* **Goal of the exercise**
Reproduce the entries below, swapping every "instance" for "occurrence" and keeping everything else unchanged.

* **Excerpted data**
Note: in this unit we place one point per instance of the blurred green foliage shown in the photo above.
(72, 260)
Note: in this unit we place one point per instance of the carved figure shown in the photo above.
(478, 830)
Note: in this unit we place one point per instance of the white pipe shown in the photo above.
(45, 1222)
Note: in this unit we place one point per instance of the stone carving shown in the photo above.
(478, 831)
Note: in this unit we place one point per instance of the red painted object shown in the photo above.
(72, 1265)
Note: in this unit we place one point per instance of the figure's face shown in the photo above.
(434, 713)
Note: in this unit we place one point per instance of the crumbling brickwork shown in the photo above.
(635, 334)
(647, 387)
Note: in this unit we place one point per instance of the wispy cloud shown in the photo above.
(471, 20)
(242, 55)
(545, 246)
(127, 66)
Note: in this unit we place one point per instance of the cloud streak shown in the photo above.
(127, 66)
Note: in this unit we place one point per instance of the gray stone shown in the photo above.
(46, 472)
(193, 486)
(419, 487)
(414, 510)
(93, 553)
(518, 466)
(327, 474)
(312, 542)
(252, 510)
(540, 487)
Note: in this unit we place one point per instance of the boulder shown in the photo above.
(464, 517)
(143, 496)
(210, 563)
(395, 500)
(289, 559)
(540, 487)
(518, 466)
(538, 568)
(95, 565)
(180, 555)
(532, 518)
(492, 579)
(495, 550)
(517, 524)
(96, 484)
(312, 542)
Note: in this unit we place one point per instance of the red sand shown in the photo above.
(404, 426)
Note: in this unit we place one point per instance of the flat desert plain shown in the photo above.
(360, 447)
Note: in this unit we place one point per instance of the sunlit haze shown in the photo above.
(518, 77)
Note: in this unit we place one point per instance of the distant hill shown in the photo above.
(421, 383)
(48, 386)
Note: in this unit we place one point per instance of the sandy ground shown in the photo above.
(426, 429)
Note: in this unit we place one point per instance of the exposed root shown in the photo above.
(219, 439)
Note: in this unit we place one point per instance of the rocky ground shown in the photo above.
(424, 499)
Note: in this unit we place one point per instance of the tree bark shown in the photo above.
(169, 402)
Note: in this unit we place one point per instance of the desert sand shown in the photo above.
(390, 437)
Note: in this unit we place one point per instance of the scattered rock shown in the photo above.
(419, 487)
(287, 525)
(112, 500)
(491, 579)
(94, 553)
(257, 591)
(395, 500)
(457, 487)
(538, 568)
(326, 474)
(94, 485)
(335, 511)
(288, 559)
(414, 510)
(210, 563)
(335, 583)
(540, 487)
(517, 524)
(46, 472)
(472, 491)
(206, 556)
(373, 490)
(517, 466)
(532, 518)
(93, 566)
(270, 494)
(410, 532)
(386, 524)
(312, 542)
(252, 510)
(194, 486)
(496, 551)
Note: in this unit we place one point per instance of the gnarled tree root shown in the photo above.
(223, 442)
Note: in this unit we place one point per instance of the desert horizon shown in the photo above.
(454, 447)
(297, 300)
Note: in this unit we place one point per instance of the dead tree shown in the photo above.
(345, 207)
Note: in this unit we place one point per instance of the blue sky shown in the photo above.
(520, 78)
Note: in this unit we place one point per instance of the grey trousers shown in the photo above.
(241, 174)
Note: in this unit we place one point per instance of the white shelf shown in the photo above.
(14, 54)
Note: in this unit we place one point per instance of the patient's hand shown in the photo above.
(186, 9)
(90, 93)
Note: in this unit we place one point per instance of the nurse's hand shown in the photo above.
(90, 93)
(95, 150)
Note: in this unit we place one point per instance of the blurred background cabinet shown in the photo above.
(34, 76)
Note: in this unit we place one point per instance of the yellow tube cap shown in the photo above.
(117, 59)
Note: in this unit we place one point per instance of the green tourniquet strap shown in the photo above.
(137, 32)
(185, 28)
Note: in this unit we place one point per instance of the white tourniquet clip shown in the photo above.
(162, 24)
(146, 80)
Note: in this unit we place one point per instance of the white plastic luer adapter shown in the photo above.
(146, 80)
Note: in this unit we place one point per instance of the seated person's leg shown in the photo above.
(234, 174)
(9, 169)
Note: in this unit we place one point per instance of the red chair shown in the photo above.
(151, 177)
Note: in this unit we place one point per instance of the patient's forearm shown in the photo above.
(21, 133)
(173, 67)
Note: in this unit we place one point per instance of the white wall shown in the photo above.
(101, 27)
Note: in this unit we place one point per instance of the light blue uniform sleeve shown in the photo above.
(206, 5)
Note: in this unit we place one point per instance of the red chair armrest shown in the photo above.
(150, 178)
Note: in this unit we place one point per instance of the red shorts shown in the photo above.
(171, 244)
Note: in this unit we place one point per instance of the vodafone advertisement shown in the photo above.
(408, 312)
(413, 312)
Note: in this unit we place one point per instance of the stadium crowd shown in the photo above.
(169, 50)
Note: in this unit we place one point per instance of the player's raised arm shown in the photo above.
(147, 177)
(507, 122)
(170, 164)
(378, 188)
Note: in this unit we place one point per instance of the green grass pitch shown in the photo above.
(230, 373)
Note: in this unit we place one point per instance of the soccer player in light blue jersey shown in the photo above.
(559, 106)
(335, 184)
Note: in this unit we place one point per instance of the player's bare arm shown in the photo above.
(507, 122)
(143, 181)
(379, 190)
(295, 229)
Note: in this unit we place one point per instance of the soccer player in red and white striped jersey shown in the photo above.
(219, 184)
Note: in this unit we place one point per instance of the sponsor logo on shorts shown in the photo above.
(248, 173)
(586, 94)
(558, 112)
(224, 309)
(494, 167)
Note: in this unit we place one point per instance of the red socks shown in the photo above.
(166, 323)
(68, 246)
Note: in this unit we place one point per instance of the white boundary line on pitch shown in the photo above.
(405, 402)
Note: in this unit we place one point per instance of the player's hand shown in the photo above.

* **Finished answer**
Note: in this unit we place one point per occurrence of the blurred green foliage shown in the photo above.
(72, 260)
Note: in this unit we place one point per occurrence of the carved figure shown in the photo above.
(478, 830)
Note: in this unit we place one point per occurrence of the white pipe shown in the photo above.
(45, 1222)
Note: in this unit we place one point per occurrence of the stone carving shown in the photo above.
(478, 831)
Note: in this unit we place one point per occurrence of the red painted object shown in the photo above.
(72, 1265)
Note: in this unit we place one point per occurrence of the figure's face shown in the photo above.
(434, 713)
Note: in this unit we place one point per occurrence of the crumbling brickwork shown in the photo above.
(635, 334)
(647, 387)
Note: in this unit we place one point per occurrence of the wispy cloud shown in the photo above.
(471, 20)
(242, 55)
(545, 246)
(127, 66)
Note: in this unit we place one point per occurrence of the cloud streak shown in the photo above.
(127, 66)
Note: in this unit we place one point per occurrence of the gray stone shown in the photo above.
(46, 472)
(193, 486)
(419, 487)
(414, 510)
(93, 553)
(518, 466)
(327, 474)
(312, 542)
(252, 510)
(540, 487)
Note: in this unit we place one point per occurrence of the boulder shown in the photo above.
(464, 517)
(143, 496)
(210, 563)
(395, 500)
(289, 559)
(540, 487)
(518, 466)
(538, 568)
(95, 565)
(180, 555)
(532, 518)
(492, 579)
(495, 550)
(517, 524)
(96, 484)
(312, 542)
Note: in this unit we place one point per occurrence of the red sand shown in the photo above.
(404, 426)
Note: in this unit we place one point per occurrence of the flat desert plain shown in the photo above.
(360, 447)
Note: in this unit we place one point per occurrence of the sunlit haze shown in the photo above.
(518, 77)
Note: in this unit we place one point per occurrence of the distant hill shown in the photo above.
(421, 383)
(48, 386)
Note: in this unit we place one point per occurrence of the sandy ground shown in the photo above.
(426, 429)
Note: in this unit we place one point per occurrence of the exposed root shown in the photo above.
(219, 439)
Note: in this unit we place one point per occurrence of the rocky ground shown in the photo above.
(424, 499)
Note: in this unit we place one point per occurrence of the tree bark shown in the photo above.
(169, 402)
Note: in this unit we place one point per occurrence of the desert sand shown in the photo above.
(390, 437)
Note: in this unit we place one point per occurrence of the scattered rock shown in the photo above.
(419, 487)
(287, 525)
(112, 500)
(491, 579)
(94, 553)
(257, 591)
(395, 500)
(457, 487)
(538, 568)
(326, 474)
(94, 485)
(335, 511)
(288, 559)
(414, 510)
(210, 563)
(335, 583)
(540, 487)
(517, 524)
(46, 472)
(472, 491)
(206, 556)
(373, 490)
(517, 466)
(532, 518)
(93, 566)
(270, 494)
(410, 532)
(386, 524)
(312, 542)
(252, 510)
(194, 486)
(496, 551)
Note: in this unit we place one point per occurrence of the gnarled tree root shown in the photo above.
(223, 442)
Note: in this unit we place one point per occurrence of the desert horizon shown in the photo above.
(454, 447)
(297, 300)
Note: in this unit we place one point per occurrence of the dead tree shown in the photo above.
(345, 207)
Note: in this unit we place one point per occurrence of the blue sky shown in the photo above.
(520, 78)
Note: in this unit we place one point per occurrence of the grey trousers shown in the photo above.
(241, 174)
Note: in this unit we place one point per occurrence of the white shelf shown in the photo above.
(14, 54)
Note: in this unit we place one point per occurrence of the patient's hand shown in the photo above.
(186, 9)
(90, 93)
Note: in this unit we place one point per occurrence of the nurse's hand shown in the photo above.
(90, 93)
(95, 150)
Note: in this unit we place one point per occurrence of the blurred background cabinet shown in the photo above.
(34, 76)
Note: in this unit we place one point per occurrence of the yellow tube cap shown in the photo above.
(117, 59)
Note: in this unit we place one point per occurrence of the green tourniquet strap shown in the photo above.
(137, 32)
(185, 28)
Note: in this unit we place one point per occurrence of the white tourniquet clip shown in the photo above.
(162, 24)
(146, 80)
Note: in this unit we place one point per occurrence of the white plastic luer adapter shown in the photo above.
(146, 80)
Note: in this unit we place one point per occurrence of the seated person's leg shown in the photo above.
(234, 174)
(9, 169)
Note: in this unit we place one point per occurrence of the red chair shown in the photo above.
(151, 177)
Note: in this unit we place one point per occurrence of the patient's forearm shown in the photo above.
(21, 133)
(173, 67)
Note: in this unit we place one point per occurrence of the white wall shown in the photo above.
(101, 27)
Note: in this unit we place one point per occurrence of the light blue uniform sleeve shown in the photo above.
(206, 5)
Note: in this unit we place one point per occurrence of the red chair armrest shown in the photo above.
(150, 178)
Note: in this unit we place one point per occurrence of the red shorts shown in the photo above.
(171, 244)
Note: in this unit we place one point per occurrence of the vodafone advertisement shown in the photo above.
(408, 312)
(413, 312)
Note: in this unit we place one point per occurrence of the stadium crowd shown in the photo above.
(169, 50)
Note: in this unit we place one point per occurrence of the player's raised arm shown in the photo above.
(147, 177)
(507, 122)
(170, 164)
(378, 188)
Note: in this unit we place one point per occurrence of the green grass pitch shown in the photo above.
(230, 373)
Note: in this unit we place one point per occurrence of the soccer player in light blue jersey shown in the photo above.
(559, 106)
(335, 184)
Note: in this unit we place one point per occurrence of the player's bare arm shown in the photo above.
(507, 122)
(143, 181)
(379, 190)
(295, 229)
Note: in this unit we place one point per occurrence of the soccer player in red and white striped jersey shown in the photo above.
(219, 184)
Note: in this unit we place one point per occurrence of the sponsor logo on shorts shown in the photo above.
(248, 173)
(586, 94)
(558, 112)
(224, 309)
(494, 167)
Note: in this unit we place one point per occurrence of the red socks shown in the photo above.
(166, 323)
(68, 246)
Note: in this unit we place one point per occurrence of the white boundary line on pitch shown in the photo above.
(405, 402)
Note: in this unit we place one point per occurrence of the player's hand shown in the photo above.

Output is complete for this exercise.